## [What you should do]
Each entry must appear again exactly as it does in the source.

## [Data in this exercise]
[start]

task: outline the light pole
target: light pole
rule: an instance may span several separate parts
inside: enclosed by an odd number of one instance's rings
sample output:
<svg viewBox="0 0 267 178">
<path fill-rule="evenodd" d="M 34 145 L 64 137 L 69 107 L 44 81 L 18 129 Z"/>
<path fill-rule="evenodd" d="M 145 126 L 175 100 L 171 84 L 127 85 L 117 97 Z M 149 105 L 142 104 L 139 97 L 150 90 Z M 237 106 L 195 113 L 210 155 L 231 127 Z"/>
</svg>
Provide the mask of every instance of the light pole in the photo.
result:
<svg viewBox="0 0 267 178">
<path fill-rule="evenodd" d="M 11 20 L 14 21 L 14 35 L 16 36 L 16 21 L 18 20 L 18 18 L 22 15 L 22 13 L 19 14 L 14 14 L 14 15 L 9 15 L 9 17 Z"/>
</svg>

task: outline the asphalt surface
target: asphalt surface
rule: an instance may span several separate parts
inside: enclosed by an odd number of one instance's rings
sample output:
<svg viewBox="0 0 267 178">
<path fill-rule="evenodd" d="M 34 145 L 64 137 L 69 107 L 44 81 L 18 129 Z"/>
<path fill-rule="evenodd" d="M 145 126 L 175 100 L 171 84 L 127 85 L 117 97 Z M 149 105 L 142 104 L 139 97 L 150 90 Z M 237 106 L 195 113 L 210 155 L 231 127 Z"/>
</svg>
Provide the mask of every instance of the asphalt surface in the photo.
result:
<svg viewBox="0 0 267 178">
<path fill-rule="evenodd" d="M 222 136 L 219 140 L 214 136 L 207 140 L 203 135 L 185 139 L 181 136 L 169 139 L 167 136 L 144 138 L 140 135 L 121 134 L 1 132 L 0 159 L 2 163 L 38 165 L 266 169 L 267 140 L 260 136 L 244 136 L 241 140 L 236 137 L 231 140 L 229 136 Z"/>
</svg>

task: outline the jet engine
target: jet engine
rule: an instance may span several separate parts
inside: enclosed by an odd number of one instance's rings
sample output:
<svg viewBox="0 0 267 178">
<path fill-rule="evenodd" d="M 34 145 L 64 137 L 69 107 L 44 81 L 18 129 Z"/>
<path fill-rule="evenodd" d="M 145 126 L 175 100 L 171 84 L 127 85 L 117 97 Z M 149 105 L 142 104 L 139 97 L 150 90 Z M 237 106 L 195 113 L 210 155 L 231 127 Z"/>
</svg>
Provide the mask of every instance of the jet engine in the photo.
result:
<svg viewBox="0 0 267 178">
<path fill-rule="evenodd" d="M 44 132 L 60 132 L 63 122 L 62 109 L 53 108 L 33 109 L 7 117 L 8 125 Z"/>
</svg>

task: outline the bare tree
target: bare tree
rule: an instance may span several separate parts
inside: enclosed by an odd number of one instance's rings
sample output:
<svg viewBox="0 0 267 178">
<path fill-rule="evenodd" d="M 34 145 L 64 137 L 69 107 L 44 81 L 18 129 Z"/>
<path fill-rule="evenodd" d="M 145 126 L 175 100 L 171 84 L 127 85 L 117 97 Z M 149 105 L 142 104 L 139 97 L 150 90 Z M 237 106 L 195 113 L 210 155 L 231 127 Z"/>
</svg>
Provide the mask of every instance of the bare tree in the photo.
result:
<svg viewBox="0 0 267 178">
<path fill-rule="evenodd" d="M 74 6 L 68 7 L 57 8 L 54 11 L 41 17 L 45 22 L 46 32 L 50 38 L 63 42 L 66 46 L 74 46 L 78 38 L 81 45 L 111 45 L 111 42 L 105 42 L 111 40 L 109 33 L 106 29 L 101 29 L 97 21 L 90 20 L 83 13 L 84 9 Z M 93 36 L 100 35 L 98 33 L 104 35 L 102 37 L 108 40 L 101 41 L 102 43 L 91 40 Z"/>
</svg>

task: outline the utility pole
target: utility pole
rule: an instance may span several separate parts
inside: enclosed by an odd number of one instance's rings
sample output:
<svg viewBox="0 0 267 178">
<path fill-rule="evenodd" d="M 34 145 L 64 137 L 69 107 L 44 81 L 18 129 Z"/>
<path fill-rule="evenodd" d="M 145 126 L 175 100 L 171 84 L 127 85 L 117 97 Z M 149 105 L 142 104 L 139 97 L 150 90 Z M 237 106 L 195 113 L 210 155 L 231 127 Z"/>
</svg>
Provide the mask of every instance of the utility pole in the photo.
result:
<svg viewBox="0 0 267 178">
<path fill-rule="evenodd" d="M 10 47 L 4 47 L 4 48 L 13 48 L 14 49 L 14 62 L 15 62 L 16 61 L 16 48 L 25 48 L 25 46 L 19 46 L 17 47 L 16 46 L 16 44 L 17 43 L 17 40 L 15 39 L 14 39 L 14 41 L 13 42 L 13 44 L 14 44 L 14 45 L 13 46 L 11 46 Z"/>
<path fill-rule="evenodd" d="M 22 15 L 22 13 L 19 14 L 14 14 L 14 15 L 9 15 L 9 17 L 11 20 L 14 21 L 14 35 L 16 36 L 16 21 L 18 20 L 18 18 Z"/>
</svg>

[end]

## [Solution for this task]
task: outline the light pole
target: light pole
rule: an instance may span several separate parts
inside: enclosed by an odd number of one instance's rings
sample output:
<svg viewBox="0 0 267 178">
<path fill-rule="evenodd" d="M 34 145 L 64 137 L 69 107 L 44 81 L 18 129 Z"/>
<path fill-rule="evenodd" d="M 145 126 L 175 100 L 171 84 L 127 85 L 117 97 Z M 149 105 L 142 104 L 139 97 L 150 90 Z M 237 106 L 195 113 L 210 155 L 231 127 Z"/>
</svg>
Provide the mask of every instance of the light pole in the photo.
result:
<svg viewBox="0 0 267 178">
<path fill-rule="evenodd" d="M 11 20 L 14 21 L 14 35 L 16 36 L 16 21 L 18 20 L 18 18 L 22 15 L 22 13 L 19 14 L 14 14 L 14 15 L 9 15 L 9 17 Z"/>
</svg>

task: outline the asphalt surface
target: asphalt surface
rule: an instance may span several separate parts
inside: enclosed by an odd number of one instance's rings
sample output:
<svg viewBox="0 0 267 178">
<path fill-rule="evenodd" d="M 34 145 L 64 137 L 69 107 L 44 81 L 18 129 Z"/>
<path fill-rule="evenodd" d="M 145 126 L 175 100 L 171 84 L 127 85 L 117 97 Z M 149 105 L 142 104 L 139 97 L 150 90 Z M 237 106 L 195 113 L 210 155 L 231 127 Z"/>
</svg>
Provide the mask of every instance of the asphalt surface in the photo.
result:
<svg viewBox="0 0 267 178">
<path fill-rule="evenodd" d="M 222 136 L 219 140 L 214 136 L 207 140 L 203 135 L 185 139 L 181 136 L 169 139 L 167 136 L 144 138 L 140 135 L 121 134 L 1 132 L 0 159 L 2 163 L 38 165 L 266 169 L 267 140 L 260 136 L 244 136 L 241 140 L 236 137 L 231 140 L 229 136 Z"/>
</svg>

task: outline the jet engine
target: jet engine
rule: an instance may span several separate parts
inside: enclosed by an odd number of one instance's rings
sample output:
<svg viewBox="0 0 267 178">
<path fill-rule="evenodd" d="M 34 145 L 64 137 L 69 107 L 44 81 L 18 129 Z"/>
<path fill-rule="evenodd" d="M 145 126 L 175 100 L 171 84 L 127 85 L 117 97 Z M 149 105 L 142 104 L 139 97 L 150 90 Z M 237 106 L 195 113 L 210 155 L 231 127 Z"/>
</svg>
Provide the mask of every instance of the jet engine in the photo.
result:
<svg viewBox="0 0 267 178">
<path fill-rule="evenodd" d="M 44 132 L 60 132 L 63 122 L 62 109 L 53 108 L 33 109 L 7 117 L 8 125 Z"/>
</svg>

task: outline the bare tree
target: bare tree
rule: an instance may span several separate parts
inside: enclosed by an odd number of one instance's rings
sample output:
<svg viewBox="0 0 267 178">
<path fill-rule="evenodd" d="M 34 145 L 64 137 L 69 107 L 44 81 L 18 129 Z"/>
<path fill-rule="evenodd" d="M 145 126 L 175 100 L 171 84 L 127 85 L 117 97 Z M 149 105 L 142 104 L 139 97 L 150 90 Z M 237 106 L 195 113 L 210 155 L 231 127 Z"/>
</svg>
Provide the mask of every instance of the bare tree in the photo.
result:
<svg viewBox="0 0 267 178">
<path fill-rule="evenodd" d="M 74 6 L 68 7 L 57 8 L 54 11 L 41 17 L 45 22 L 46 32 L 50 38 L 63 42 L 66 46 L 74 46 L 78 38 L 81 45 L 111 45 L 111 42 L 105 42 L 111 40 L 109 33 L 106 29 L 101 29 L 97 21 L 90 20 L 83 13 L 84 9 Z M 93 36 L 100 35 L 98 33 L 104 35 L 102 37 L 108 40 L 101 41 L 102 43 L 91 40 Z"/>
</svg>

task: outline the utility pole
target: utility pole
rule: an instance may span several separate parts
inside: enclosed by an odd number of one instance's rings
sample output:
<svg viewBox="0 0 267 178">
<path fill-rule="evenodd" d="M 34 145 L 64 137 L 69 107 L 44 81 L 18 129 Z"/>
<path fill-rule="evenodd" d="M 145 126 L 175 100 L 171 84 L 127 85 L 117 97 Z M 149 105 L 142 104 L 139 97 L 150 90 Z M 237 106 L 195 113 L 210 155 L 231 127 Z"/>
</svg>
Provide the mask of every instance of the utility pole in the photo.
result:
<svg viewBox="0 0 267 178">
<path fill-rule="evenodd" d="M 10 47 L 4 47 L 4 48 L 13 48 L 14 49 L 14 62 L 15 62 L 16 61 L 16 48 L 25 48 L 25 46 L 19 46 L 17 47 L 16 46 L 16 44 L 17 43 L 17 40 L 15 39 L 14 39 L 14 41 L 13 42 L 13 44 L 14 44 L 14 45 L 13 46 L 11 46 Z"/>
<path fill-rule="evenodd" d="M 22 15 L 22 13 L 19 14 L 14 14 L 14 15 L 9 15 L 9 17 L 11 20 L 14 21 L 14 35 L 16 36 L 16 21 L 18 20 L 18 18 Z"/>
</svg>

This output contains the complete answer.